■ Document passage ■
——
Who We Are:
We are an interdisciplinary group of lecturers, postdoctoral fellows, and junior faculty members across campus engaged in “research related to Africa and to people of African descent in the Americas and beyond” (CAAAS).
What We Do:
We hold monthly workshops that center an individual member’s scholarship and provide structural, theoretical, and emotional support and feedback. In addition to our monthly convenings, we hold a yearly retreat where we re-evaluate the direction of the workshop, bi-yearly dinners, and optional weekly co-working sessions to support progress toward tenure and/or other professional development.
Each group member hosts the meeting following their own workshop. Hosting responsibilities will include: sending reminder emails of time and meeting location, starting and ending the meeting, and asking for individual care and access needs.
We read each other’s work with care. We participate consistently and promote flexibility.
What We Believe:
We believe in Black2 liberation, sovereignty, abolition, interdependence, and radical solidarity. We believe that while race is socially constructed, it is also a lived experience and material reality that is bolstered by structures and systems of white supremacy.
We esteem a university that prioritizes fat, queer, black, and disabled people and their/our epistemologies: lived experiences and knowledge systems.
We believe in the collectivity of writing and intellectual labor.
We value the interdisciplinarity of our group’s intellectual community. We champion an ongoing conversation about African, African Diasporic, and Black studies across fields and periods.
——
■ Given instruction ■
According to the group statement, what purpose do the optional weekly co-working sessions serve, and what does the group do at its yearly retreat?

■ Material provided ■
——
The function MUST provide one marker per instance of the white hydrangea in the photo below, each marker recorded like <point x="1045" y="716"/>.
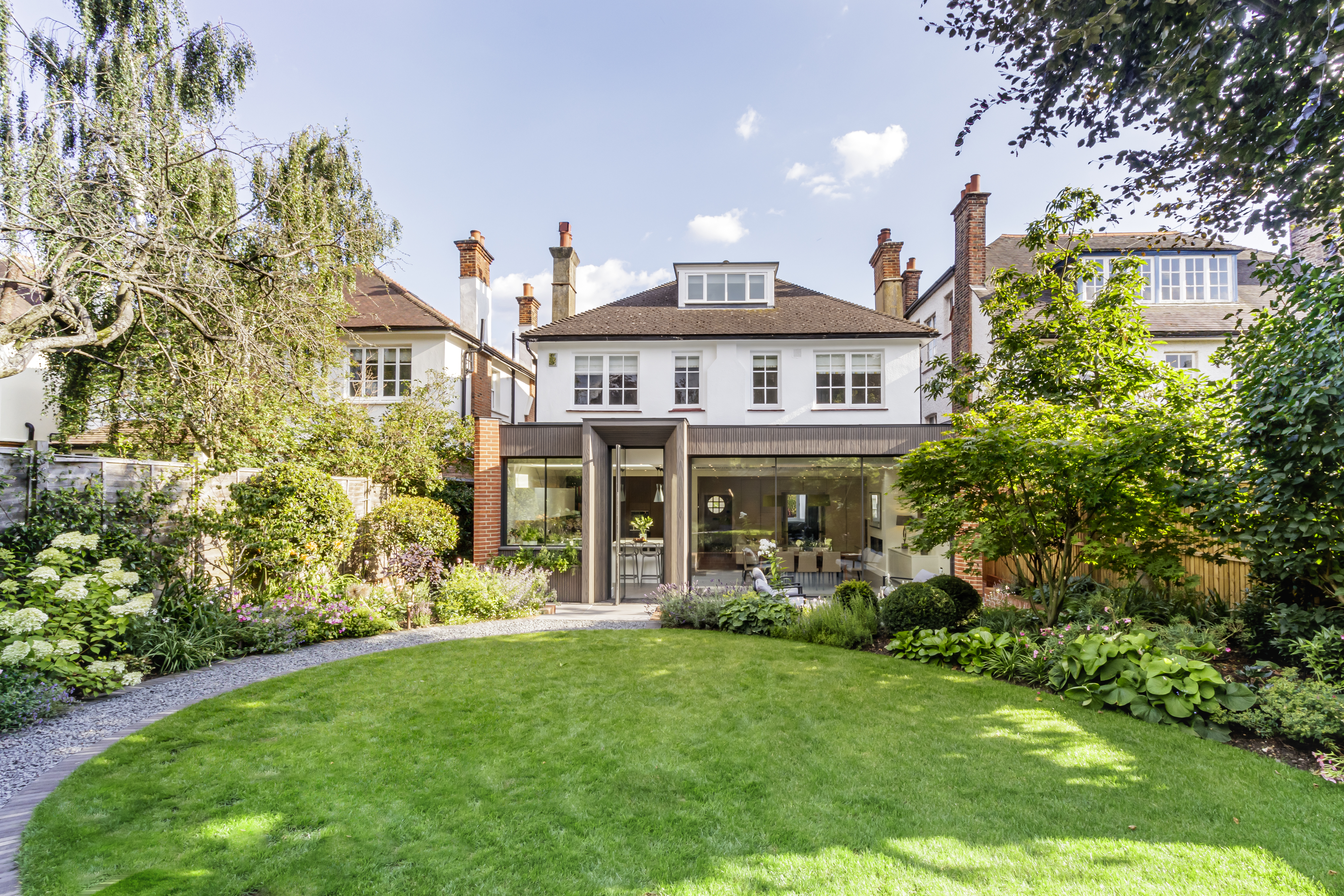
——
■ Task answer ■
The optional weekly co-working sessions are meant to support progress toward tenure and/or other professional development. At the yearly retreat, the group re-evaluates the direction of the workshop.